WORK TO DO
Revise the records from their beginning through the line that contains "<point>384,60</point>", replacing "pick out" with "locate" and keeping everything else unchanged. Leave the pictures out of your answer.

LISTING
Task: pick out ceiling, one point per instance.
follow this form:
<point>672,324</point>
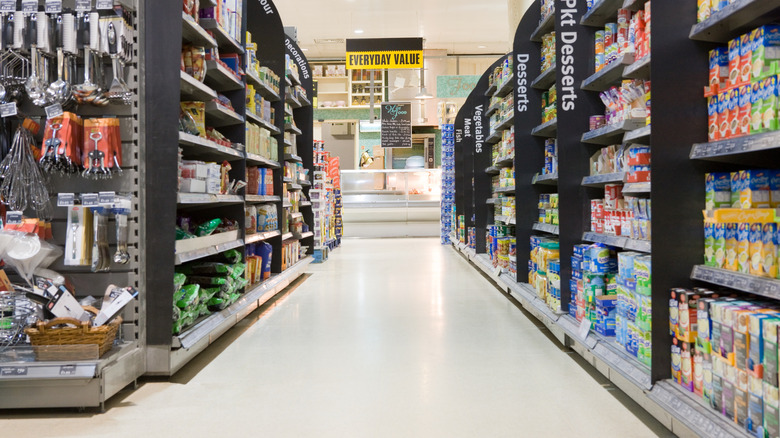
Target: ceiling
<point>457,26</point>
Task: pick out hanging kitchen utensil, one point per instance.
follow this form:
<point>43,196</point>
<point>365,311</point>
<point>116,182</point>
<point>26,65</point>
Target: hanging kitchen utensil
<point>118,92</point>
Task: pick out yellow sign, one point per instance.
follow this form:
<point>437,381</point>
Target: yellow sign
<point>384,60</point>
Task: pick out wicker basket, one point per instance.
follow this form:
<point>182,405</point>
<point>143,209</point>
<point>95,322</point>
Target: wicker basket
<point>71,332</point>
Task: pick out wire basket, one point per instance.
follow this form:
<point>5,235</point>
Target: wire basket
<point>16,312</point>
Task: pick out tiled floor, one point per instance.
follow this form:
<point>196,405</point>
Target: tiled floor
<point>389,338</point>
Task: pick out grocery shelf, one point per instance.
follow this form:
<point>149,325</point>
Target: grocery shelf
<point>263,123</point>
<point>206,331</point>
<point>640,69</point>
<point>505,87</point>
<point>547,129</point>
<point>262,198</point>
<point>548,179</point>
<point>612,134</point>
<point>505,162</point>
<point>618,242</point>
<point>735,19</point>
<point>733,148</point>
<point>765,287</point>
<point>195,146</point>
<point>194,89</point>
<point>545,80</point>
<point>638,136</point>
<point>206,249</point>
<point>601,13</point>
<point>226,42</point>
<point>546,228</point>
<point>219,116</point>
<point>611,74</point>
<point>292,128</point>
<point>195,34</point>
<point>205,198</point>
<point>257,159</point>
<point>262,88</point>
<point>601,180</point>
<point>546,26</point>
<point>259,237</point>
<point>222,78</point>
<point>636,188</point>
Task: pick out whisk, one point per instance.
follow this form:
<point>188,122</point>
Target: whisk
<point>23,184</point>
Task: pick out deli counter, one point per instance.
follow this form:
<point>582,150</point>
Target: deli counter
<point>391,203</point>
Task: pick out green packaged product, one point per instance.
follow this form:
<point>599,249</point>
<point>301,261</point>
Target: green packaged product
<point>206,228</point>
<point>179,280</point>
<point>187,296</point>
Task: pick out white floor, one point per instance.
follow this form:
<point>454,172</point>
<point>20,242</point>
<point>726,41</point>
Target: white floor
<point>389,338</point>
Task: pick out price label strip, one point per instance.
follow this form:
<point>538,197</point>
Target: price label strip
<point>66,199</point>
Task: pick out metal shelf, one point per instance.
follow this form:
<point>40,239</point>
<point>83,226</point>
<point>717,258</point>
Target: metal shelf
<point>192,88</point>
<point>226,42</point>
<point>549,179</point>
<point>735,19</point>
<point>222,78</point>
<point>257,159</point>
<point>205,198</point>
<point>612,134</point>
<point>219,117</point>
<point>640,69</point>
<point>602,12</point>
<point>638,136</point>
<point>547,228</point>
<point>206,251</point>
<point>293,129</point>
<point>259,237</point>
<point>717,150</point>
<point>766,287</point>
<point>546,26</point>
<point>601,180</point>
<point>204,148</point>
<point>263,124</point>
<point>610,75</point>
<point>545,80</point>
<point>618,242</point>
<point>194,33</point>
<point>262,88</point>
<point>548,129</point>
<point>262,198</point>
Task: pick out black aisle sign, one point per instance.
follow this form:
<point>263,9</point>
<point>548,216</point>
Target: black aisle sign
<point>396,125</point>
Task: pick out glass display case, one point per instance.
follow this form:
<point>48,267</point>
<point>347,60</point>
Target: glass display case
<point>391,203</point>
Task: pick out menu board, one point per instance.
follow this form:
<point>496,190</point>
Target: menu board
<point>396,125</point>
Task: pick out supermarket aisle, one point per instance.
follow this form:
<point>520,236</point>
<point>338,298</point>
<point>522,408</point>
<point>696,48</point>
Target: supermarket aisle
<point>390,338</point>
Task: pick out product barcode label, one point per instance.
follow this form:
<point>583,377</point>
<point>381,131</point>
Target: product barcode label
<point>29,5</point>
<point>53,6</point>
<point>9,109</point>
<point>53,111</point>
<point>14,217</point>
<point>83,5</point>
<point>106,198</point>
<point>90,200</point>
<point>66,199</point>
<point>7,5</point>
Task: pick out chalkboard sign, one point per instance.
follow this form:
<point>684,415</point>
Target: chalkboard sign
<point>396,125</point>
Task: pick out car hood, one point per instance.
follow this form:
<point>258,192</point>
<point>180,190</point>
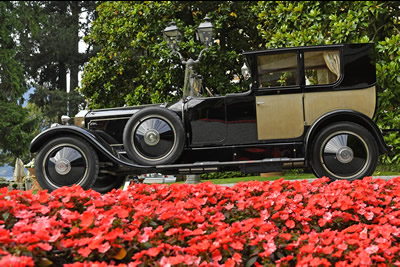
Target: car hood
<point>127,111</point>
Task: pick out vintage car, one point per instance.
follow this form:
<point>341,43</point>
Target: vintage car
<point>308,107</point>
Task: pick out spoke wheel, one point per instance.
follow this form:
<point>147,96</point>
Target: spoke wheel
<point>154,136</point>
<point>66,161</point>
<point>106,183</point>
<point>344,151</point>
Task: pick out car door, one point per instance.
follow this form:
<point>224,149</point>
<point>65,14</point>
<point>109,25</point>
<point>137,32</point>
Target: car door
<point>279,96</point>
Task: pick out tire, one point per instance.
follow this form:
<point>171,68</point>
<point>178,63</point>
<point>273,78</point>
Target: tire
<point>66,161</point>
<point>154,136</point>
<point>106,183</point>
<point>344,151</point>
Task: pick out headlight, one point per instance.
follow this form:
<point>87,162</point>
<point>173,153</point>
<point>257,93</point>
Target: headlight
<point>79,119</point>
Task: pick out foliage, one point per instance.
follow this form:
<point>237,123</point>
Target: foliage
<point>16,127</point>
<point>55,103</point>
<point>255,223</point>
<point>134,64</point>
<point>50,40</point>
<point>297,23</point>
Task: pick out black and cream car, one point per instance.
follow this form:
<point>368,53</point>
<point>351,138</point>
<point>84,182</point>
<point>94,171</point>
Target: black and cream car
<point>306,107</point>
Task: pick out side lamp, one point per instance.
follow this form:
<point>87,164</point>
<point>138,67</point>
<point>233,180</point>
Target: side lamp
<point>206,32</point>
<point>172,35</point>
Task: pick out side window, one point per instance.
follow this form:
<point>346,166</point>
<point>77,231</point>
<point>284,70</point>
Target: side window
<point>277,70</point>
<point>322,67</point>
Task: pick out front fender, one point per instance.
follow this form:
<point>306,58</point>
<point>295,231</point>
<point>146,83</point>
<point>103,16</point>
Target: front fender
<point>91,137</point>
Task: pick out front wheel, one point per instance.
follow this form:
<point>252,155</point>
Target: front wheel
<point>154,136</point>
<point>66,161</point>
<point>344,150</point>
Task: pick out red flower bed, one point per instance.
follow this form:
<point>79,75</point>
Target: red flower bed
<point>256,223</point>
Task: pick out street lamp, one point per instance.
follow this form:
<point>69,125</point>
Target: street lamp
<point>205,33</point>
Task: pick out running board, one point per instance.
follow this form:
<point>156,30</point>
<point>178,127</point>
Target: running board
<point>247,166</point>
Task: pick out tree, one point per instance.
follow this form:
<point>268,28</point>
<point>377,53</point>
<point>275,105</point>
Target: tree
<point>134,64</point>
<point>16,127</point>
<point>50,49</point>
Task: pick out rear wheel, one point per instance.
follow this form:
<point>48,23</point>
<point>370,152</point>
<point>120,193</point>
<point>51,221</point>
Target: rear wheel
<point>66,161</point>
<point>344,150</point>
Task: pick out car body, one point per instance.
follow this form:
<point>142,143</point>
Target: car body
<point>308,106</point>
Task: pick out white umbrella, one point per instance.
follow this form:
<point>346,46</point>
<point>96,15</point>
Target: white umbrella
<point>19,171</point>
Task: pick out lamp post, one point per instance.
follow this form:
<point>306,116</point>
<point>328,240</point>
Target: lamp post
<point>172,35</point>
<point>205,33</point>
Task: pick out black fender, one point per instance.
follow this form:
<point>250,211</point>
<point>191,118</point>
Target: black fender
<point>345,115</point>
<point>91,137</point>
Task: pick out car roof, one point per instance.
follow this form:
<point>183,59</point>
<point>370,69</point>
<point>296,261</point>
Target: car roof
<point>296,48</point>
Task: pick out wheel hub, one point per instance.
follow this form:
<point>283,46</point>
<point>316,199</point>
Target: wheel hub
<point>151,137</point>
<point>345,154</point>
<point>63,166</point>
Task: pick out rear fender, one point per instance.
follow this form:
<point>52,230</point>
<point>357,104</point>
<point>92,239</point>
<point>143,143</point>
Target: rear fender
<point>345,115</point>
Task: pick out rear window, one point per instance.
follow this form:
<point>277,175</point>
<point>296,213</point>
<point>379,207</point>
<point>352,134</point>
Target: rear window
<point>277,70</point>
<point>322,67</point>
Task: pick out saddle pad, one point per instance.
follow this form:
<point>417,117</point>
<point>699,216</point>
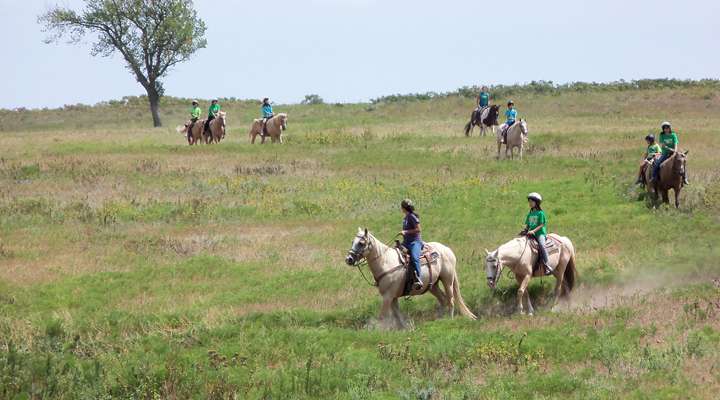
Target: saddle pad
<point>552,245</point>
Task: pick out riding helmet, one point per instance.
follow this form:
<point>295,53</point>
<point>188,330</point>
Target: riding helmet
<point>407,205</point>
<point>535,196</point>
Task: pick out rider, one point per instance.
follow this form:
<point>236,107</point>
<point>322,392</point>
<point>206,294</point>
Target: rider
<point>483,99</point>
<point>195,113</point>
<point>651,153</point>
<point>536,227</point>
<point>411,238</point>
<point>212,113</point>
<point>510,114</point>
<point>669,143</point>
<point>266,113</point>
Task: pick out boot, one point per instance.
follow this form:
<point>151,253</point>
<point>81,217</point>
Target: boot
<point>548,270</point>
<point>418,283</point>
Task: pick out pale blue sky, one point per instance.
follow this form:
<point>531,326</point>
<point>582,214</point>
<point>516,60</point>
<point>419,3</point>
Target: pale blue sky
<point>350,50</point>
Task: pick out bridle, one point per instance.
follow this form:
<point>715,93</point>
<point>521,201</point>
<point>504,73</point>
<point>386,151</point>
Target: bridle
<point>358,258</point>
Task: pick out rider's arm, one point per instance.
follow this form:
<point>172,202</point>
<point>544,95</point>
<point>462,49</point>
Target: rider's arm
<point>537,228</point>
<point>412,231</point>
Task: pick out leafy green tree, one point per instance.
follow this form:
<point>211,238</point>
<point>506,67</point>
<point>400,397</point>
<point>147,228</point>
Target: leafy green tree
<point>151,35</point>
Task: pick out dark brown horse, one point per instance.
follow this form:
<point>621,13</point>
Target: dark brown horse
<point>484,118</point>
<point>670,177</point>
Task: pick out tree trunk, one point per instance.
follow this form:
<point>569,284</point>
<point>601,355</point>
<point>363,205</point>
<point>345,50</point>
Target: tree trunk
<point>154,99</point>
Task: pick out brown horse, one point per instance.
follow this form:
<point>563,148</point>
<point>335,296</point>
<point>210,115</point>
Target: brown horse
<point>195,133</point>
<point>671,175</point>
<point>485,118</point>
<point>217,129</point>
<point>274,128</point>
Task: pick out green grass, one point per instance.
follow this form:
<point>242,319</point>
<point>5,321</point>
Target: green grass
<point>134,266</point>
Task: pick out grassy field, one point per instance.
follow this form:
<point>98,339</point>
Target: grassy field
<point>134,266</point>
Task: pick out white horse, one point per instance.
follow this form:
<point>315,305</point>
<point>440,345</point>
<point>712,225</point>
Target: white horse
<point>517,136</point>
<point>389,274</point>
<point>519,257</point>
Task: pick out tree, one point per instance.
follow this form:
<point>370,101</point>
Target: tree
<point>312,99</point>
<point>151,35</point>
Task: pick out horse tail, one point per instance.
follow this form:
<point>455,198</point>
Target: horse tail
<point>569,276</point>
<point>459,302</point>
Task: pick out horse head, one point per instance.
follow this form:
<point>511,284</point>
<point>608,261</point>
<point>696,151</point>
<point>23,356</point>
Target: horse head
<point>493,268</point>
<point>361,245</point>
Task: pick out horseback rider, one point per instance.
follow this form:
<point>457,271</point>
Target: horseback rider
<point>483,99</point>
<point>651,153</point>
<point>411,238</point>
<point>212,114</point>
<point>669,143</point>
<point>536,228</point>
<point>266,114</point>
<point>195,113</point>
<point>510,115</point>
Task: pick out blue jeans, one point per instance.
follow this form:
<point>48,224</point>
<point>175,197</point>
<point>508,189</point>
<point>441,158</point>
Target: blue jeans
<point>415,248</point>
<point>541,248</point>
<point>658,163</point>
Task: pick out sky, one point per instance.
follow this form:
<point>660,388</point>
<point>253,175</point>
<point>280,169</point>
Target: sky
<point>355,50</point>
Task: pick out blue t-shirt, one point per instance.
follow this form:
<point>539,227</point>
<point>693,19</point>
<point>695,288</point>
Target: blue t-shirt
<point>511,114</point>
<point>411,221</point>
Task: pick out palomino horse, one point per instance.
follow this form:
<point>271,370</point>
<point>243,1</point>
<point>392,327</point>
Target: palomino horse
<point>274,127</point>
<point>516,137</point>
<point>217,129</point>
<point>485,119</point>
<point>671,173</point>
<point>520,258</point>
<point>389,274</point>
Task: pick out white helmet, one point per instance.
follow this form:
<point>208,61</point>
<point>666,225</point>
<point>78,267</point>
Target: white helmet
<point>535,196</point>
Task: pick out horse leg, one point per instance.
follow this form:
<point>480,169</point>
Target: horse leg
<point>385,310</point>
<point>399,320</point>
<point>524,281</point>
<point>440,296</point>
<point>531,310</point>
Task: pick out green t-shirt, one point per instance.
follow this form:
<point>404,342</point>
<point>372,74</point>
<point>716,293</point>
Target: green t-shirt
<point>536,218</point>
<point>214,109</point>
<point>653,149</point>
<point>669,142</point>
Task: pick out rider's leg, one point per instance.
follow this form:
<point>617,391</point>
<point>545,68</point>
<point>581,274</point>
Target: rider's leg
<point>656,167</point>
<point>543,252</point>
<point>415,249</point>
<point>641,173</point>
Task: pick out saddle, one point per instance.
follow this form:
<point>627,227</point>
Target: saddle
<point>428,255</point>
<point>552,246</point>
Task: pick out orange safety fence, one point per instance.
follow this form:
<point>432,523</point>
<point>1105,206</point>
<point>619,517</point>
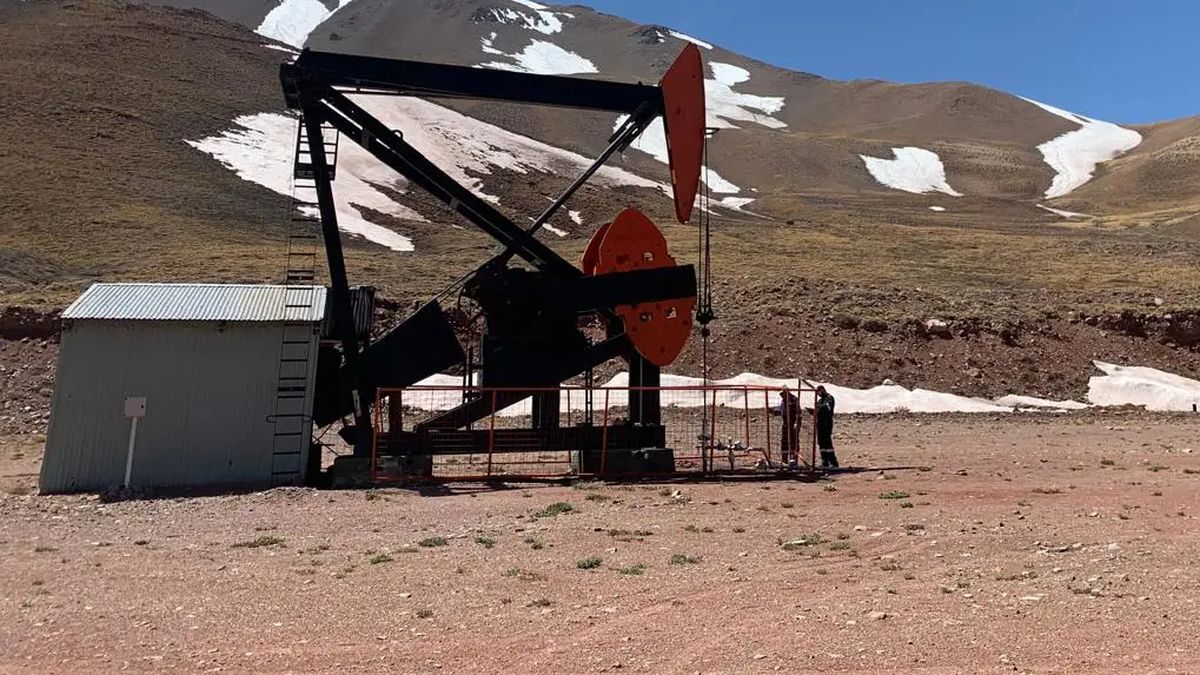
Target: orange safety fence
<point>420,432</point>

THE REPLY
Task: locate ceiling, one point per instance.
follow this form:
<point>672,324</point>
Target: ceiling
<point>457,26</point>
Task: locate hanging kitchen utensil, one point per instance.
follow this form:
<point>43,196</point>
<point>365,311</point>
<point>116,182</point>
<point>26,65</point>
Target: hanging kitchen utensil
<point>118,92</point>
Task: locate yellow sign, one point per instance.
follow this form:
<point>437,381</point>
Target: yellow sign
<point>384,60</point>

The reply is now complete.